» AIM OF THE TASK: Which lines in the entries below contain the string "alloy"? Pull out every such line, treating uppercase and lowercase letters as different.

» MATERIAL TO PROCESS:
········

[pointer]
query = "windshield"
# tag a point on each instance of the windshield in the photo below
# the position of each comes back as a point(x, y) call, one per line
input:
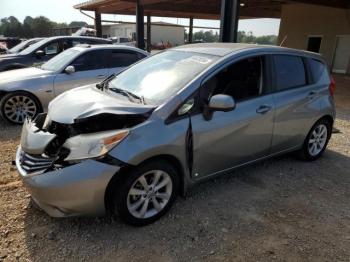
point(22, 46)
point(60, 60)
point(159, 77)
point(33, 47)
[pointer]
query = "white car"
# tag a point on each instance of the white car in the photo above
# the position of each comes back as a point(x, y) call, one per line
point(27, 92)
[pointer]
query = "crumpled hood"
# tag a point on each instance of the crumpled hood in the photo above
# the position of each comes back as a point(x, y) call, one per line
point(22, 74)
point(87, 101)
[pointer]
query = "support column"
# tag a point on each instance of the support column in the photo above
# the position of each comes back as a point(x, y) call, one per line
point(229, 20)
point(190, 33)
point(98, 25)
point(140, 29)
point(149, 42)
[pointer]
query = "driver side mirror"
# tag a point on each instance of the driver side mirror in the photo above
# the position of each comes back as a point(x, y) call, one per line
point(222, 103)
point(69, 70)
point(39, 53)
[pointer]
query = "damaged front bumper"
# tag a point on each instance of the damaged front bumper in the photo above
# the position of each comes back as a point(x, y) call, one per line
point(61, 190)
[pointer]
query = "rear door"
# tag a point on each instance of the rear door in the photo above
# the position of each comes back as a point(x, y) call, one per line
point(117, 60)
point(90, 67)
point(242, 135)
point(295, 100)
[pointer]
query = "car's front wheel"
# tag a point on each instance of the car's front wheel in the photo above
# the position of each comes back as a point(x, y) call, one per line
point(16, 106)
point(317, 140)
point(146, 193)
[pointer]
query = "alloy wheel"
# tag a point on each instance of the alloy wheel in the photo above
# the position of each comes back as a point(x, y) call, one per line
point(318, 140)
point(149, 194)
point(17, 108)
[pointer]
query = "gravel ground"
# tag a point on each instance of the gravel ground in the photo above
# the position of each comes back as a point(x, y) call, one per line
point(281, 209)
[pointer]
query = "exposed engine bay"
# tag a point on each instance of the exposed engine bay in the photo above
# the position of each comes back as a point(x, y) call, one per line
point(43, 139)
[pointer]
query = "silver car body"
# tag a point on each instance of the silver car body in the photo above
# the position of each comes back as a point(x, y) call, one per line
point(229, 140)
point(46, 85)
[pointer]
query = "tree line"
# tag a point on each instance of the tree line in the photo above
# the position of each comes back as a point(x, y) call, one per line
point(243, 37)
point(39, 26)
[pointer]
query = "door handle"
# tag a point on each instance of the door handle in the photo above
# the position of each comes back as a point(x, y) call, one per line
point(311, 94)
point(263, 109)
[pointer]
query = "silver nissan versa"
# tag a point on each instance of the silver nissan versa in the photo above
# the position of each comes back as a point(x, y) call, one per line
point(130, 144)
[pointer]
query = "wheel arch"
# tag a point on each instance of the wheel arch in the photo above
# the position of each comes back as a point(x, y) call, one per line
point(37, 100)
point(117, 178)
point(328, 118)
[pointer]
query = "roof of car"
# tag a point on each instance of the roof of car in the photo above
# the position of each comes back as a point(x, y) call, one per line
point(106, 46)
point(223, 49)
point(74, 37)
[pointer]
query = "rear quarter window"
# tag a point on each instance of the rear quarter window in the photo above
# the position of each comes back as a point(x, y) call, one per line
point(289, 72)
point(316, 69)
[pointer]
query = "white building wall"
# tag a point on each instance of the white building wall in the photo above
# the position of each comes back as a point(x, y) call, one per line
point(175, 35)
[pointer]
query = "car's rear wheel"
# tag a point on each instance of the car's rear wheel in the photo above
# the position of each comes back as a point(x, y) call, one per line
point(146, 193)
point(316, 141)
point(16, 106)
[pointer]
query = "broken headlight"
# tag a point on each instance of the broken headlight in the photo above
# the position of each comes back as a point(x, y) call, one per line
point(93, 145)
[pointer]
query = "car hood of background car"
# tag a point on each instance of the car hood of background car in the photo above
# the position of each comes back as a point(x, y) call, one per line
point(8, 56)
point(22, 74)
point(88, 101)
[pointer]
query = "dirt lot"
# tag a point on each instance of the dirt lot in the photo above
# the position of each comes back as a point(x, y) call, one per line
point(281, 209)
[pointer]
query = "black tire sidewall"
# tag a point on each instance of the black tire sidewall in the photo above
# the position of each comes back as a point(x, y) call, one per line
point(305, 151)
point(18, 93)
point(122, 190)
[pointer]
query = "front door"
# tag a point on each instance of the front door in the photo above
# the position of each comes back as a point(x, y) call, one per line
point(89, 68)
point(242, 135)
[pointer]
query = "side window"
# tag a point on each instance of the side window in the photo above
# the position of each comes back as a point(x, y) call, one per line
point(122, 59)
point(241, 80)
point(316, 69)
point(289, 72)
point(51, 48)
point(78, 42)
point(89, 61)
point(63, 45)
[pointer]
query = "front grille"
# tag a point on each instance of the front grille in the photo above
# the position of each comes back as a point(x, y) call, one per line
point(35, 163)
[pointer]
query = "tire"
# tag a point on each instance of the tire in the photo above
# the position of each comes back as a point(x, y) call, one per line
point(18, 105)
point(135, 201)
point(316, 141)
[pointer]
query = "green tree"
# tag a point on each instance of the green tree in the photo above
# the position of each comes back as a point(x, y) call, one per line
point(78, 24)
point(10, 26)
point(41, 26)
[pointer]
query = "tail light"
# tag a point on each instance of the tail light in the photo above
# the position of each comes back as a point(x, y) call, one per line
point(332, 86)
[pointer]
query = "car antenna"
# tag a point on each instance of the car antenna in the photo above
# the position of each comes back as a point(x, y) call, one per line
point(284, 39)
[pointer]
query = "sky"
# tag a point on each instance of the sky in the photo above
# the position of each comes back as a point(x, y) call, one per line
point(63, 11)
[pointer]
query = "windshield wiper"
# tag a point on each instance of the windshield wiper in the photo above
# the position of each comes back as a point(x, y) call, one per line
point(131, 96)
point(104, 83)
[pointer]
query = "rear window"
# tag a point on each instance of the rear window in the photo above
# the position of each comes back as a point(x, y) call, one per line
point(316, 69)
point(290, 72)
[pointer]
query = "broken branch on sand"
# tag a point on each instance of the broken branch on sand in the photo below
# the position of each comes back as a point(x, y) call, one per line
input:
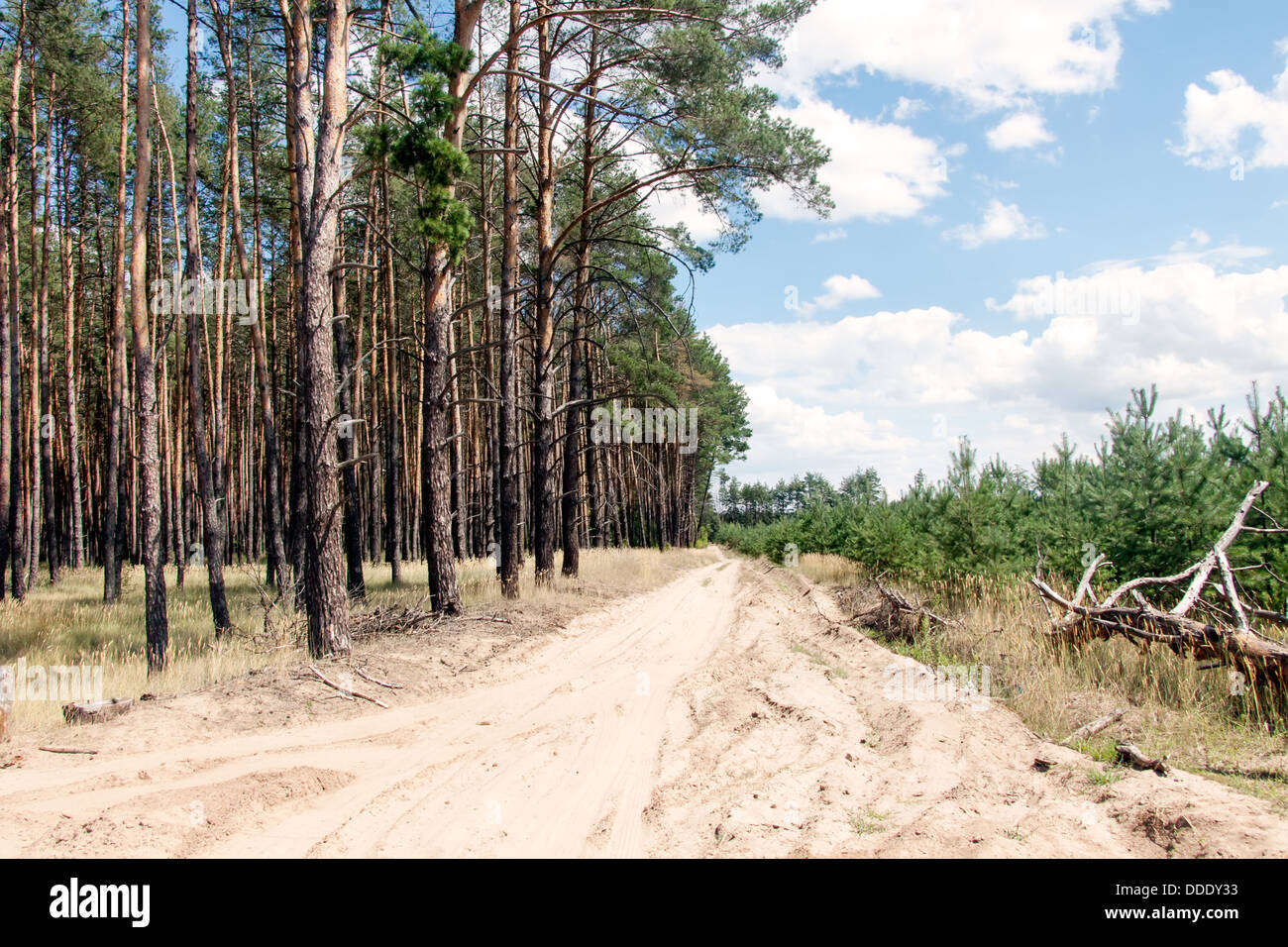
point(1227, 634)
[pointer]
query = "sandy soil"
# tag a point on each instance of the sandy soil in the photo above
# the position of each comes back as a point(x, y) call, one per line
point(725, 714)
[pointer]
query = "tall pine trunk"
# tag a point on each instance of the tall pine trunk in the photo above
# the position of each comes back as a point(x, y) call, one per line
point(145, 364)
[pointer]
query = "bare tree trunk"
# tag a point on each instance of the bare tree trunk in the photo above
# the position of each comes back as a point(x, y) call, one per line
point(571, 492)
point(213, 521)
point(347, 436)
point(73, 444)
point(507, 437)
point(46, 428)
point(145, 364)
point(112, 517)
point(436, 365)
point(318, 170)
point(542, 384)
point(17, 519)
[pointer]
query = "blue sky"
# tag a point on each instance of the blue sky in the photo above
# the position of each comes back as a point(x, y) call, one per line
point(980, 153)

········

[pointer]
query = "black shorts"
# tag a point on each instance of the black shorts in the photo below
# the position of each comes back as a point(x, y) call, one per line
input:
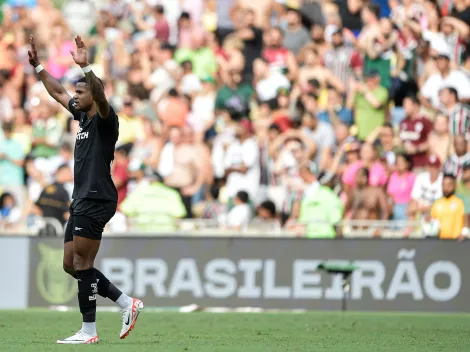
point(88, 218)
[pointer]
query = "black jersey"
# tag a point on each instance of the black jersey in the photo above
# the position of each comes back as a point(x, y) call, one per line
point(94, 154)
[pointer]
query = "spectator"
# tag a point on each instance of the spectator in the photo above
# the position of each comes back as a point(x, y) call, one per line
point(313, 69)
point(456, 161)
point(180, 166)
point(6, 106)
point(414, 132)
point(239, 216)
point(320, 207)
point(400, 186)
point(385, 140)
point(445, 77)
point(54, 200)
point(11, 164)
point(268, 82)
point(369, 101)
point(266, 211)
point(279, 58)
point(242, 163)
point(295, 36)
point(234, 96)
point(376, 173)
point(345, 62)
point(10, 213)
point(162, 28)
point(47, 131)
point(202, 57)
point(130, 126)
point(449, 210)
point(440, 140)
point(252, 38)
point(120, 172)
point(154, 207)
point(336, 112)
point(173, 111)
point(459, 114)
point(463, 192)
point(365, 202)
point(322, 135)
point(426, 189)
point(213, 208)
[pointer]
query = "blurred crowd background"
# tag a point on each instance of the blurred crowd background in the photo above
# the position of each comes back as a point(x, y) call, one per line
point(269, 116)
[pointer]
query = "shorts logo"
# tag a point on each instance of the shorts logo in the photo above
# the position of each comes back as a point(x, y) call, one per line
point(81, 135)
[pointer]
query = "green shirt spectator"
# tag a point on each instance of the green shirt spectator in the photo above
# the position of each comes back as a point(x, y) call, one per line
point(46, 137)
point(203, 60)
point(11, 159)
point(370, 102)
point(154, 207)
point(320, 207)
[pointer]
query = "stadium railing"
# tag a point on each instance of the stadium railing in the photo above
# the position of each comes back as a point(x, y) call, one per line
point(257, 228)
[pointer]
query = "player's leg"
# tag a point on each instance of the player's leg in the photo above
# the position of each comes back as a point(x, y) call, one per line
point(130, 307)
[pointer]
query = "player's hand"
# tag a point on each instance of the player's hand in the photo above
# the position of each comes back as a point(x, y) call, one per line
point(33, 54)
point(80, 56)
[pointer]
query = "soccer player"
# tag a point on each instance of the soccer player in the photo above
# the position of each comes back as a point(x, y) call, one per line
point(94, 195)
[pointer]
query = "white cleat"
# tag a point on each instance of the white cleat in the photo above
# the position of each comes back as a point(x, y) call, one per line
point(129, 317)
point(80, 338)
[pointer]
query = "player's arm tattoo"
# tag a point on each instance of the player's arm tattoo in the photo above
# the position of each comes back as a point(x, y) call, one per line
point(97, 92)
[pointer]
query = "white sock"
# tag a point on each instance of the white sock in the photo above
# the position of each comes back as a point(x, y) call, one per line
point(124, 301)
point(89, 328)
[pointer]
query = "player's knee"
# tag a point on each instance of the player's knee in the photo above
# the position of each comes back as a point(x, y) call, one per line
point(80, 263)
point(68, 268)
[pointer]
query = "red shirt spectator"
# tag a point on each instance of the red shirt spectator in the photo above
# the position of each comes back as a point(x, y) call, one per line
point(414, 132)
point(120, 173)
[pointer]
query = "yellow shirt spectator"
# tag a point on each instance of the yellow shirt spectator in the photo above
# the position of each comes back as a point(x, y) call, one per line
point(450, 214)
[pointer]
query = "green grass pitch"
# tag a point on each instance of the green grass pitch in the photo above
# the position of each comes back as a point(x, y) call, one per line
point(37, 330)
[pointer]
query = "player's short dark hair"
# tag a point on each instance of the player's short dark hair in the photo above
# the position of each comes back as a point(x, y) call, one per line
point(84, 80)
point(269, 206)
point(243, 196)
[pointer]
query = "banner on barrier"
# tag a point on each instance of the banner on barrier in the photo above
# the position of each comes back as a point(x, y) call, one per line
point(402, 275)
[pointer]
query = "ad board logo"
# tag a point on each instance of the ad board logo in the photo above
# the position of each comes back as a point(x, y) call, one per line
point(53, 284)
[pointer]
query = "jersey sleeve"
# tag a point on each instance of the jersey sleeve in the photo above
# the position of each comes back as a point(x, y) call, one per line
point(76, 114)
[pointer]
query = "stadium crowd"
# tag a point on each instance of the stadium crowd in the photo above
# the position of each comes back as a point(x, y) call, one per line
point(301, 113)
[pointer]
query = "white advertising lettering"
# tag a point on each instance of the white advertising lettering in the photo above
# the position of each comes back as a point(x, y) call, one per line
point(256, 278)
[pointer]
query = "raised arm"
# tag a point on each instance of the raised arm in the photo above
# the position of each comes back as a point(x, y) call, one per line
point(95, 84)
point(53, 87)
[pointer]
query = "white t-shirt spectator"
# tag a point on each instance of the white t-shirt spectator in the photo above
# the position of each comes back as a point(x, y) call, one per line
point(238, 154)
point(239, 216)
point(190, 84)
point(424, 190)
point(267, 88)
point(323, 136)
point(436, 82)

········

» SOLVED PROBLEM:
query = "alloy wheel"
# tag a point on each instance of the alloy wheel in the photo above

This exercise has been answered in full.